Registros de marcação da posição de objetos
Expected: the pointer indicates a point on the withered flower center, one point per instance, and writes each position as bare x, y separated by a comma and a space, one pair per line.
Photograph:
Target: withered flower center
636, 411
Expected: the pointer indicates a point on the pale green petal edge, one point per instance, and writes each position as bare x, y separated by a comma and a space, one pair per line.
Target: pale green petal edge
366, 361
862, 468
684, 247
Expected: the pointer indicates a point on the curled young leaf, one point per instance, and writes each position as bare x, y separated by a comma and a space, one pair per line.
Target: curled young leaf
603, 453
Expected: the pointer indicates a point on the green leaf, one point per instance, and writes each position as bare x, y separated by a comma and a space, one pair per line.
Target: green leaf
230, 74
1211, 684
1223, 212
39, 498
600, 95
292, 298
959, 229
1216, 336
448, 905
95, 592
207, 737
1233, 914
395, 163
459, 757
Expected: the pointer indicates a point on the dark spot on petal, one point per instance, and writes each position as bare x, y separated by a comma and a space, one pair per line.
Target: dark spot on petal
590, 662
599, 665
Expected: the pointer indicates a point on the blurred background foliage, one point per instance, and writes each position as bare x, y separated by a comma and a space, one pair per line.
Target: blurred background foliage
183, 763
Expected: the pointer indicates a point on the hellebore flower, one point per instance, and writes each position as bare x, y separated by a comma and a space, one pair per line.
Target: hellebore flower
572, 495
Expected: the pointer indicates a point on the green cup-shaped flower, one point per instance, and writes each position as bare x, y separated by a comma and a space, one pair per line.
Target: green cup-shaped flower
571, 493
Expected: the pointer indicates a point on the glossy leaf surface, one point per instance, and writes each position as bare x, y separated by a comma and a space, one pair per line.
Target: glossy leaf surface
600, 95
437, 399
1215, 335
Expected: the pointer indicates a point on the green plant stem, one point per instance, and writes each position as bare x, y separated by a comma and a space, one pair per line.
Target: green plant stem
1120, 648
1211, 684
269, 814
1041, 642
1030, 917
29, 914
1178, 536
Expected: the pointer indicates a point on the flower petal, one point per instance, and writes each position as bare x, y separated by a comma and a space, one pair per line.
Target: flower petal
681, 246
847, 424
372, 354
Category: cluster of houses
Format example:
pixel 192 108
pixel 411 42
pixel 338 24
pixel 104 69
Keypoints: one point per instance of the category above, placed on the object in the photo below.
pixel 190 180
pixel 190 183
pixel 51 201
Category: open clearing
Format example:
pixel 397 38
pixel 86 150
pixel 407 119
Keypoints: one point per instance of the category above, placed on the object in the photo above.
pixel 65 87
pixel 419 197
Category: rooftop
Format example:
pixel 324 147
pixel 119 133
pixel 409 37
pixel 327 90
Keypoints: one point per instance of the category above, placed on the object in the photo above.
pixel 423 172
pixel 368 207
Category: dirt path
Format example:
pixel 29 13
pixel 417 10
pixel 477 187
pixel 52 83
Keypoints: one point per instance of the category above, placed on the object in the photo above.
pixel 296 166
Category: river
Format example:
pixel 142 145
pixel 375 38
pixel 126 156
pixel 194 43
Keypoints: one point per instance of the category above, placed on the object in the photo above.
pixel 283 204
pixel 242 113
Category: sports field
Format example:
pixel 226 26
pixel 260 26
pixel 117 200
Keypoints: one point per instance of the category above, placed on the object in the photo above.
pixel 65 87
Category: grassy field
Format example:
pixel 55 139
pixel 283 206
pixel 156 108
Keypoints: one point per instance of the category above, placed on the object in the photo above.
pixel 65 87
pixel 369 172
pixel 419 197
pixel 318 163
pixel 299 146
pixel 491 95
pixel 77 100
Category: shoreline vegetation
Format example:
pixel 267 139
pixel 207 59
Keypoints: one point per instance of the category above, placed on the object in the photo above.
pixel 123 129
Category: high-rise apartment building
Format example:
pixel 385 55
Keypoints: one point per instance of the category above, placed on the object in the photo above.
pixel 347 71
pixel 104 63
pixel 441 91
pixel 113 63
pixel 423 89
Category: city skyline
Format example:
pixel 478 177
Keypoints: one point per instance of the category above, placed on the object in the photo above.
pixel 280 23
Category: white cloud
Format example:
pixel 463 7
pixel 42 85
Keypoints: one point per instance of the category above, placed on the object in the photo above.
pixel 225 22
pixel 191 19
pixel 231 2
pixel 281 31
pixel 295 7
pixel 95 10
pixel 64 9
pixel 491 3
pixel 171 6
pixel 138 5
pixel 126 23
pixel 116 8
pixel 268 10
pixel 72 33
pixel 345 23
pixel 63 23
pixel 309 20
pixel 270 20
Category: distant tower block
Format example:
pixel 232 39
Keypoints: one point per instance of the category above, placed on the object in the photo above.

> Descrição do problema
Por favor, apresente todos os registros acima em forma de lista numerada, sem as linhas em branco.

> Resposta
1. Expected: the pointer indicates a point on the withered flower center, one point per instance, and writes each position as bare x, y separated by a comma and a space, one pair per line.
2. Photograph:
3. Target: withered flower center
4. 636, 411
5. Expected: the pointer indicates a point on the pale green petal edge, one point per instance, and writes each position as bare x, y separated by a comma and a space, one pair per line.
6. Target: pale green petal edge
7. 366, 361
8. 862, 468
9. 684, 247
10. Expected: the pointer indicates a point on the curled young leaf, one point per instance, and writes each position as bare x, y separated by a comma and a space, one pair per line.
11. Target: curled young leaf
12. 603, 453
13. Expected: the pointer indicates a point on the green leaf, one point per instance, and writes each position as bare x, y separated by a comma and a space, one pair per line.
14. Target: green leaf
15. 230, 74
16. 1211, 684
17. 1223, 212
18. 39, 498
19. 600, 95
20. 292, 298
21. 959, 229
22. 1216, 336
23. 448, 905
24. 95, 592
25. 207, 737
26. 1233, 914
27. 395, 163
28. 459, 757
29. Expected: the pointer indicates a point on the dark spot on petal, one point per instance, and writes each position as bare x, y separated by a comma and a space, one pair per line.
30. Target: dark spot on petal
31. 590, 662
32. 599, 665
33. Expected: the pointer indicates a point on the blurred background foliage, one point per instance, and writes each position as bare x, y separated by a comma and a space, one pair per line.
34. Target: blurred background foliage
35. 183, 763
36. Expected: the pointer indicates a point on the hellebore flower, one point per instance, and writes each position as bare x, y separated by a comma and a space, one pair per line.
37. Target: hellebore flower
38. 572, 495
39. Expected: the pointer indicates a point on the green cup-shaped flower, one point per instance, and writes each position as bare x, y separated by a comma and a space, one pair per line.
40. Target: green cup-shaped flower
41. 571, 493
42. Expected: the pointer indicates a point on the glossy leaf surface, one point per instance, and writes each position as bare x, y separated by a comma and a space, one pair per line.
43. Target: glossy leaf surface
44. 600, 95
45. 437, 399
46. 1215, 335
47. Expected: the pointer indicates a point on the green plant stem, one point per instance, and writes each position as bare x, y separated by a comma and a space, one pair per line.
48. Target: green plant stem
49. 1120, 648
50. 1211, 684
51. 269, 814
52. 1041, 642
53. 1030, 917
54. 29, 914
55. 1178, 536
56. Expected: the pointer indicates a point on the flower petal, one point per instance, and writes each position as bare x, y separated by a comma and a space, one pair per line.
57. Target: flower petal
58. 681, 246
59. 847, 424
60. 372, 354
61. Category: cluster of houses
62. Format example:
63. pixel 192 108
64. pixel 411 42
65. pixel 338 24
66. pixel 104 69
67. Keypoints: one point per instance of the category above, placed on the object in the photo below.
68. pixel 190 180
69. pixel 190 183
70. pixel 51 201
71. Category: open clearing
72. Format example:
73. pixel 397 38
74. pixel 86 150
75. pixel 407 119
76. Keypoints: one point per instance of the category above, placed on the object in the photo above.
77. pixel 65 87
78. pixel 419 197
79. Category: rooftop
80. Format example:
81. pixel 324 147
82. pixel 119 133
83. pixel 409 37
84. pixel 327 90
85. Keypoints: one point per instance of the category above, placed on the object in the photo above.
86. pixel 423 172
87. pixel 368 207
88. Category: dirt path
89. Format example:
90. pixel 29 13
91. pixel 417 10
92. pixel 477 187
93. pixel 52 83
94. Keypoints: one point per instance of the category above, placed on the object in the photo above.
95. pixel 296 166
96. Category: river
97. Format example:
98. pixel 142 145
99. pixel 375 38
100. pixel 126 156
101. pixel 194 43
102. Keypoints: one point per instance of the category above, placed on the object in the photo above.
103. pixel 283 204
104. pixel 242 113
105. Category: sports field
106. Format example:
107. pixel 226 26
108. pixel 260 26
109. pixel 117 200
110. Keypoints: one point per instance of the category above, placed on the object in the photo above.
111. pixel 65 87
112. Category: grassy field
113. Format example:
114. pixel 55 139
115. pixel 283 206
116. pixel 156 108
117. Keypoints: one point per instance of the category above, placed on the object in the photo above.
118. pixel 65 87
119. pixel 369 172
120. pixel 419 197
121. pixel 318 163
122. pixel 299 146
123. pixel 491 95
124. pixel 77 100
125. Category: shoreline vegetation
126. Format example:
127. pixel 267 139
128. pixel 207 59
129. Keypoints: one point per instance of the category above, placed on the object in the photo above.
130. pixel 123 129
131. Category: high-rise apartment building
132. Format example:
133. pixel 385 55
134. Keypoints: one point per instance of the category above, placed on the object in the photo above.
135. pixel 347 71
136. pixel 104 63
137. pixel 441 91
138. pixel 113 63
139. pixel 423 89
140. Category: city skyline
141. Format example:
142. pixel 478 177
143. Keypoints: one point per instance of the category above, placed on the object in the photo above.
144. pixel 280 23
145. Category: white cloud
146. Format example:
147. pixel 463 7
148. pixel 42 85
149. Keypoints: one point per instance of the category above, placed on the object in the photo above.
150. pixel 225 22
151. pixel 191 19
152. pixel 231 2
153. pixel 281 31
154. pixel 295 7
155. pixel 95 10
156. pixel 64 9
157. pixel 491 3
158. pixel 171 6
159. pixel 138 5
160. pixel 126 23
161. pixel 116 8
162. pixel 268 10
163. pixel 72 33
164. pixel 345 23
165. pixel 63 23
166. pixel 309 20
167. pixel 270 20
168. Category: distant tower block
169. Format example:
170. pixel 232 39
171. Keypoints: one point per instance of the category above, placed on the object in the photo above.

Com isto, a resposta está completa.